_PROBLEM TO SOLVE_
Write out all the material exactly. Leave nothing out.

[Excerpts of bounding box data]
* Start *

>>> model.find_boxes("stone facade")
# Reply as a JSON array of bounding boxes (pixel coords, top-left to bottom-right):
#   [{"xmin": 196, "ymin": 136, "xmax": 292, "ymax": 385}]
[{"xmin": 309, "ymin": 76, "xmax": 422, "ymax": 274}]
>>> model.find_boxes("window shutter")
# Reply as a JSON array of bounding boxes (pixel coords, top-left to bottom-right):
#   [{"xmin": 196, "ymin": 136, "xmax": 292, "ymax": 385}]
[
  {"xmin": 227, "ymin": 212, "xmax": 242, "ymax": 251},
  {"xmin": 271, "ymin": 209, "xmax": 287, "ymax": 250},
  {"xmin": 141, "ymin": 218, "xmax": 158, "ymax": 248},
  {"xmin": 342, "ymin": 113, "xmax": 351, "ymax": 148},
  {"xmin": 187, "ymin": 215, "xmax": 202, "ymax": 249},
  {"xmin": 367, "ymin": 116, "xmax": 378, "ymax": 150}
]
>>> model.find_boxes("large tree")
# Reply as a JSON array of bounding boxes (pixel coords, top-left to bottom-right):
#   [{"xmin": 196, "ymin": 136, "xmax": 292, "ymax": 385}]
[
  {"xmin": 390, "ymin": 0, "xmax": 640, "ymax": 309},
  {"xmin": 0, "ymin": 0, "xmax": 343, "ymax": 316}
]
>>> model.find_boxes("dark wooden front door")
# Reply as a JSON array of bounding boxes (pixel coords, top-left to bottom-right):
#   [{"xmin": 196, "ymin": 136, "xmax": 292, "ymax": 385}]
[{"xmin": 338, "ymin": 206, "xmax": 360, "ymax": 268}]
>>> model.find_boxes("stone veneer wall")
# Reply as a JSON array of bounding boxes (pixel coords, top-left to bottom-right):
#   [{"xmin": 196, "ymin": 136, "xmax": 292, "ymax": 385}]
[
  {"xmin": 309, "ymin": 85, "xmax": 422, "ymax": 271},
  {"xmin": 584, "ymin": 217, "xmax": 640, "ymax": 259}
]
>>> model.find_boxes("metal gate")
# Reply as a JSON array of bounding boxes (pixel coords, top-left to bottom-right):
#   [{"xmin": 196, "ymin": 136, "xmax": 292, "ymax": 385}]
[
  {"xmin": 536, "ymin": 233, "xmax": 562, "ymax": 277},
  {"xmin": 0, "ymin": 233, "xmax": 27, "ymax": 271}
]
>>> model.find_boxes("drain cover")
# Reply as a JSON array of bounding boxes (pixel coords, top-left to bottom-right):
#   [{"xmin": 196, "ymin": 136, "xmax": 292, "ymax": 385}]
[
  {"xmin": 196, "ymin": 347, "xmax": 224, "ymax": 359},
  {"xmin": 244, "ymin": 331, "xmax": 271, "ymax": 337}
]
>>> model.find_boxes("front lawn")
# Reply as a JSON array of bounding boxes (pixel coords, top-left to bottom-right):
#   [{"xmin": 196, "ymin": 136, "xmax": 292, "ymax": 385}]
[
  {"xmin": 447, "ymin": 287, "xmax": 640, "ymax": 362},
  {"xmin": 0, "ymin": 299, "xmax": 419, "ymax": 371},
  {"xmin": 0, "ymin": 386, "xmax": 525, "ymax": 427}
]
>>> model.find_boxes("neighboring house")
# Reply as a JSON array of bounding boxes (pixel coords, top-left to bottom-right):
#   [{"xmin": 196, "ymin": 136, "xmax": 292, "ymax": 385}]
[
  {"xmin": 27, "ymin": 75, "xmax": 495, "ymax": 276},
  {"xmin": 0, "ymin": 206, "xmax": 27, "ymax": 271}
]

* End *

_REPLY TO THE TASK_
>>> model.find_boxes("stone facade")
# Reply as a JSON array of bounding boxes (pixel coords, top-left to bottom-right):
#   [{"xmin": 196, "ymin": 136, "xmax": 292, "ymax": 385}]
[{"xmin": 309, "ymin": 76, "xmax": 422, "ymax": 274}]
>>> model.find_boxes("window shutter")
# Reply as a JSON array of bounding boxes (pixel coords, top-left to bottom-right):
#   [{"xmin": 196, "ymin": 136, "xmax": 292, "ymax": 385}]
[
  {"xmin": 227, "ymin": 212, "xmax": 242, "ymax": 251},
  {"xmin": 271, "ymin": 209, "xmax": 287, "ymax": 250},
  {"xmin": 141, "ymin": 218, "xmax": 158, "ymax": 248},
  {"xmin": 342, "ymin": 113, "xmax": 351, "ymax": 148},
  {"xmin": 187, "ymin": 215, "xmax": 202, "ymax": 249},
  {"xmin": 367, "ymin": 116, "xmax": 378, "ymax": 150}
]
>>> model.find_boxes("large tree")
# Reply as a JSON array of bounding boxes (pixel coords, top-left to bottom-right):
#   [{"xmin": 196, "ymin": 136, "xmax": 292, "ymax": 385}]
[
  {"xmin": 390, "ymin": 0, "xmax": 640, "ymax": 309},
  {"xmin": 0, "ymin": 0, "xmax": 343, "ymax": 316}
]
>>> model.find_boxes("dark wooden front door")
# Reply as a JSON array of bounding boxes (pixel coords, top-left to bottom-right):
#   [{"xmin": 196, "ymin": 136, "xmax": 292, "ymax": 385}]
[{"xmin": 338, "ymin": 206, "xmax": 360, "ymax": 268}]
>>> model.find_boxes("stone veneer wall")
# Reply as a JSON array of bounding boxes (pixel coords, top-left to bottom-right):
#   [{"xmin": 196, "ymin": 136, "xmax": 292, "ymax": 385}]
[
  {"xmin": 309, "ymin": 85, "xmax": 422, "ymax": 271},
  {"xmin": 584, "ymin": 217, "xmax": 640, "ymax": 259}
]
>>> model.find_boxes("metal gate")
# Reply as a JSON array of bounding boxes (pixel coords, top-left to bottom-right):
#   [{"xmin": 196, "ymin": 136, "xmax": 292, "ymax": 385}]
[
  {"xmin": 536, "ymin": 233, "xmax": 562, "ymax": 277},
  {"xmin": 0, "ymin": 233, "xmax": 27, "ymax": 271}
]
>>> model.find_boxes("drain cover")
# Reply as a JSON array of bounding boxes (pixel coords, top-left to bottom-right):
#   [{"xmin": 196, "ymin": 136, "xmax": 292, "ymax": 385}]
[
  {"xmin": 196, "ymin": 347, "xmax": 224, "ymax": 359},
  {"xmin": 244, "ymin": 331, "xmax": 271, "ymax": 337}
]
>>> model.find_boxes("front lawn")
# Reply as a JSON array of bounding boxes (pixel coords, top-left to bottom-right):
#   [{"xmin": 196, "ymin": 136, "xmax": 292, "ymax": 385}]
[
  {"xmin": 447, "ymin": 287, "xmax": 640, "ymax": 362},
  {"xmin": 0, "ymin": 299, "xmax": 419, "ymax": 371},
  {"xmin": 0, "ymin": 386, "xmax": 525, "ymax": 427}
]
>>> model.find_boxes("neighboring house")
# Reply as a JSON array of bounding boxes (pixel coords, top-left to bottom-right):
#   [{"xmin": 196, "ymin": 136, "xmax": 292, "ymax": 385}]
[
  {"xmin": 27, "ymin": 75, "xmax": 495, "ymax": 276},
  {"xmin": 0, "ymin": 206, "xmax": 27, "ymax": 271}
]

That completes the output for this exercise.